Thursday, August 31, 2006

Lunatic theory that seems to make more sense than it should.

While watching Fox Sports Pittsburgh, I noticed they're running this ad for eHarmony, where they show a happy couple reflecting on how there's no way they should have gotten together because he's a Steelers fan and she's a Browns fan. And while they talk about how happy they are, I just keep waiting for the guy to respond to one of her statements with "Yeah, you just keep talkin'." (Yeah, it's the ESPN ad with the Ohio State and Michigan sweatshirts necking, and the caption "If it wasn't for sports this wouldn't be disgusting" all over again.) S'anyway, I just want to file the data away that for when this pops up on the news, a double homicide involving creative use of a towel and a rawhide bone. If it doesn't they're not that passionate fans of the teams and we don't need to see this ad.

And then the mind makes another jump, where could this happen? Certainly not in Cleveland, not in Pittsburgh, it's just too explosive a mix. The only way I could see it working, other than them being both ridiculously displaced from point of origin, is if it's in Youngstown or Sharon (the traditional border checkpoints between Steelers Nation and Browns Nation) And of course that sort of violence is naturally suppressed by the mob's presence there.

So that gets me thinking: For every firmly established rivalry between teams within driving distance, (Now I mean both really nasty, and lasting 50 years or more), does their exist a traditionally mobbed up area which serves as an impulse control buffer zone? The more I looked at the data, the more sense it made. Giants/Eagles and Giants/Redskins have New Jersey. Yankees/Red Sox have Rhode Island. They kept lining up. The only one I can't work out is around Chicago, because I don't know the geography there if there's a preferred direction of bad towns exiting the city. If it's uniform around the city, it solves Bears/Packers, Bears/Lions, Cubs/Cardinals, but I can't determine.

So here's the thing, I recognize it's a completely crackpot notion, and I know it's probably two completely different sets of data that just happen to line up on maps, but I need the counterexample. Can somebody please give me a counterexample?

Things to do:
**1)** Please rewrite part of the blog post, beginning at the words "While watching Fox" and stopping after "see this ad.", with "eHarmony" changed to "Match.com".
**2)** In the blog post, which area is named as the buffer zone for the Yankees/Red Sox rivalry?
The material that comes next is unrelated to the blog post.

Extracted information:

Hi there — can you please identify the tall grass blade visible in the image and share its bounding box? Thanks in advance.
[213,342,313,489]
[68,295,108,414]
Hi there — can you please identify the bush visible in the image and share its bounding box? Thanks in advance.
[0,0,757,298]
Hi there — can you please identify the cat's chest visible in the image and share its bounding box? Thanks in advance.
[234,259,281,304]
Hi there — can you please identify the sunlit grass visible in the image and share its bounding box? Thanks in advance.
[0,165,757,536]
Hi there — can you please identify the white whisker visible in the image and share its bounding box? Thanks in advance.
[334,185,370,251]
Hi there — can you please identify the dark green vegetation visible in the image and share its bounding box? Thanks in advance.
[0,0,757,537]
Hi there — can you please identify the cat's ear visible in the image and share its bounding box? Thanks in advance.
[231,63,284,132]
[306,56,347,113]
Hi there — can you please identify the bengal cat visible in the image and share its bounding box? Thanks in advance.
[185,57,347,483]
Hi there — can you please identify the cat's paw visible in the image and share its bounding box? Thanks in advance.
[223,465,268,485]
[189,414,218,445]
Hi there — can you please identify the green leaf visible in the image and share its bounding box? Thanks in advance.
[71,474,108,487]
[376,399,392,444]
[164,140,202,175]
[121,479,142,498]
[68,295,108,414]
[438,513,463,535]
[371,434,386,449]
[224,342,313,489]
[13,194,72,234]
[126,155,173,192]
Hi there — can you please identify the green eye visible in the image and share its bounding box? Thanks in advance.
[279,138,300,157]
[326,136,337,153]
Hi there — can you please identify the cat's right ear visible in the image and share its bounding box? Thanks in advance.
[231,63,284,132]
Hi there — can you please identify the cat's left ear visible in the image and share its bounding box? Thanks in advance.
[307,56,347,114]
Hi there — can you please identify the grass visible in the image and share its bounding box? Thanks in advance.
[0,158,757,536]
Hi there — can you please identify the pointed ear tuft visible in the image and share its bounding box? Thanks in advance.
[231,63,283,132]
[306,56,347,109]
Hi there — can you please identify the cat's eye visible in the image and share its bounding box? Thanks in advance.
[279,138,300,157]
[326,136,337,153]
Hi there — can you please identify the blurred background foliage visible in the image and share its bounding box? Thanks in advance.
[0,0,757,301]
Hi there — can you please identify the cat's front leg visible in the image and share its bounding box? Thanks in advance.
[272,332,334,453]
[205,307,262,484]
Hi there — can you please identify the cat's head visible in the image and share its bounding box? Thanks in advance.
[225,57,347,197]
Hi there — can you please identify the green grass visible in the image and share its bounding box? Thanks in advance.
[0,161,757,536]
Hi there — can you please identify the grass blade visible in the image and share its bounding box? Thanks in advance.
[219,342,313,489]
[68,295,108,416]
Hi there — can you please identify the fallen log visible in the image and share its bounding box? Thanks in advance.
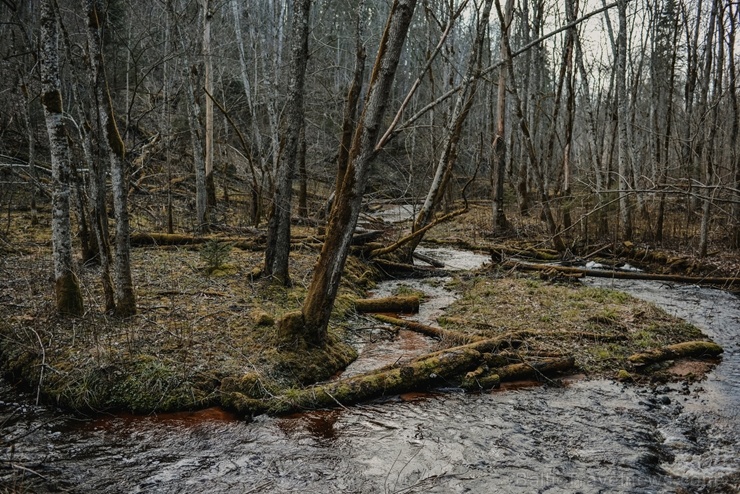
[222,331,556,415]
[628,341,724,367]
[503,260,740,288]
[497,357,576,381]
[413,252,445,269]
[237,347,481,415]
[373,314,483,344]
[461,357,576,391]
[354,295,419,314]
[372,259,449,278]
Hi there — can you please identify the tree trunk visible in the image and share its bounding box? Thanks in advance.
[727,3,740,249]
[41,0,84,316]
[406,0,493,260]
[698,0,724,258]
[496,0,565,252]
[59,4,116,313]
[200,0,216,207]
[265,0,311,285]
[491,0,514,234]
[83,0,136,316]
[167,0,209,234]
[298,0,416,343]
[615,0,632,240]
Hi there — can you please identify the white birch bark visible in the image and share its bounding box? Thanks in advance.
[41,0,83,316]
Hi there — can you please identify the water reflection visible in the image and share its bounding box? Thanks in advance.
[0,281,740,493]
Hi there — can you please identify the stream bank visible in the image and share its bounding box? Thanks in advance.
[0,245,740,493]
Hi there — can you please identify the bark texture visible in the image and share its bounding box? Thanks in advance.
[301,0,416,342]
[41,0,83,316]
[265,0,311,285]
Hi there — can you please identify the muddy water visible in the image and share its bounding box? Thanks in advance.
[0,258,740,493]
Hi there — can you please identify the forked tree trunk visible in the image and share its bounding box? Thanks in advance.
[83,0,136,316]
[296,0,416,343]
[265,0,311,285]
[406,0,493,260]
[496,0,565,251]
[41,0,83,316]
[59,5,116,313]
[491,0,514,233]
[201,0,216,207]
[615,0,632,240]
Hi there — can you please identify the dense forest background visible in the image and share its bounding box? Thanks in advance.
[0,0,740,328]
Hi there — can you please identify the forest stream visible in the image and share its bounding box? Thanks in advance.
[0,250,740,493]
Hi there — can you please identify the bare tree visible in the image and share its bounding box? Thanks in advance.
[281,0,416,343]
[615,0,632,240]
[265,0,311,285]
[82,0,136,316]
[41,0,83,316]
[491,0,514,233]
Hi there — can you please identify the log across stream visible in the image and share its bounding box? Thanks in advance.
[0,260,740,494]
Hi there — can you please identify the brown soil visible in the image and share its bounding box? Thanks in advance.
[0,206,735,413]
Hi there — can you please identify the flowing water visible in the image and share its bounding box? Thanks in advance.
[0,251,740,493]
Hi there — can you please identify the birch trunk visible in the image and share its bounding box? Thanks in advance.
[201,0,216,206]
[41,0,83,316]
[82,0,136,317]
[59,5,116,313]
[296,0,416,343]
[727,3,740,249]
[265,0,311,285]
[698,0,724,258]
[406,0,493,255]
[491,0,514,234]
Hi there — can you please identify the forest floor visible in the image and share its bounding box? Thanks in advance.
[0,204,738,413]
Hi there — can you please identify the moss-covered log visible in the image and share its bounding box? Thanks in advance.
[373,314,483,344]
[354,295,419,314]
[629,341,724,366]
[231,346,481,414]
[223,333,532,415]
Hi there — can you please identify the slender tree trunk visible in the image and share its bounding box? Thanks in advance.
[574,28,608,235]
[59,6,116,313]
[200,0,216,207]
[698,0,724,258]
[41,0,83,316]
[296,0,416,343]
[727,2,740,249]
[491,0,526,234]
[496,0,565,251]
[406,0,493,260]
[615,0,632,240]
[83,0,136,316]
[265,0,311,285]
[231,0,268,227]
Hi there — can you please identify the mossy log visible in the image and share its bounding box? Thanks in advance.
[504,261,740,288]
[222,333,536,415]
[260,346,481,414]
[354,295,419,314]
[413,252,445,269]
[497,357,576,382]
[629,341,724,367]
[373,314,483,344]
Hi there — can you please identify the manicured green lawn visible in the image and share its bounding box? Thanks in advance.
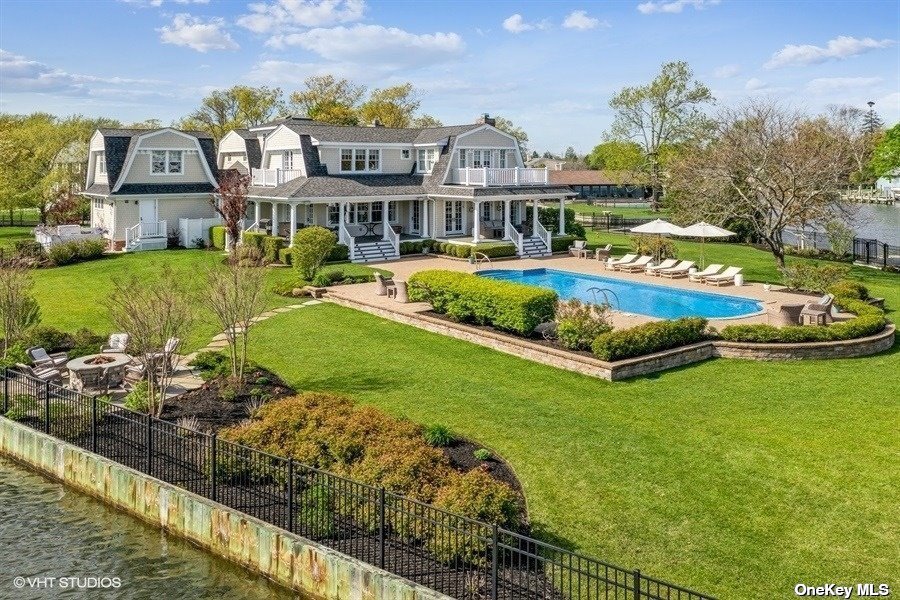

Replies:
**1)**
While watching Fox Sports Pittsburgh, I noticed they're running this ad for Match.com, where they show a happy couple reflecting on how there's no way they should have gotten together because he's a Steelers fan and she's a Browns fan. And while they talk about how happy they are, I just keep waiting for the guy to respond to one of her statements with "Yeah, you just keep talkin'." (Yeah, it's the ESPN ad with the Ohio State and Michigan sweatshirts necking, and the caption "If it wasn't for sports this wouldn't be disgusting" all over again.) S'anyway, I just want to file the data away that for when this pops up on the news, a double homicide involving creative use of a towel and a rawhide bone. If it doesn't they're not that passionate fans of the teams and we don't need to see this ad.

**2)** Rhode Island